Set exercise
Repeat each of the following entries word for word, changing nothing.

+++++

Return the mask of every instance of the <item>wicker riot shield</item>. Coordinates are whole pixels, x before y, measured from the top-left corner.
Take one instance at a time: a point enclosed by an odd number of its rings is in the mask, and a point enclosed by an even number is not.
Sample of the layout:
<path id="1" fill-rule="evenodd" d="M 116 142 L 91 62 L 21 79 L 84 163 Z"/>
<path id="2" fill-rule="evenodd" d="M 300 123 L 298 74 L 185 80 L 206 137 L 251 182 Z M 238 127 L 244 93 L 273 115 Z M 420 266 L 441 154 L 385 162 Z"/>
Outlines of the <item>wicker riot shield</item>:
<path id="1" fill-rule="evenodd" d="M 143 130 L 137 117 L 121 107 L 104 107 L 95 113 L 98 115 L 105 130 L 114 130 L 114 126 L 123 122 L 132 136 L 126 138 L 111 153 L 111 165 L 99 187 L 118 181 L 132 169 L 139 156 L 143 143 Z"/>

+++++

Solution for this task
Return the mask of every instance of the <item>wicker riot shield</item>. Coordinates are whole pixels, x before y, measured from the top-left corner.
Take one instance at a time: a point enclosed by an odd number of its rings is in the mask, and a point enclosed by an even number is not.
Sample of the layout:
<path id="1" fill-rule="evenodd" d="M 116 142 L 91 62 L 21 79 L 84 163 Z"/>
<path id="2" fill-rule="evenodd" d="M 300 123 L 298 74 L 185 80 L 206 137 L 251 182 Z M 238 127 L 244 93 L 273 115 Z M 420 266 L 441 154 L 385 162 Z"/>
Outlines of the <item>wicker riot shield</item>:
<path id="1" fill-rule="evenodd" d="M 143 130 L 137 117 L 121 107 L 104 107 L 95 113 L 98 115 L 105 130 L 114 130 L 114 126 L 123 122 L 132 136 L 126 138 L 111 153 L 111 165 L 99 187 L 118 181 L 132 169 L 139 156 L 143 143 Z"/>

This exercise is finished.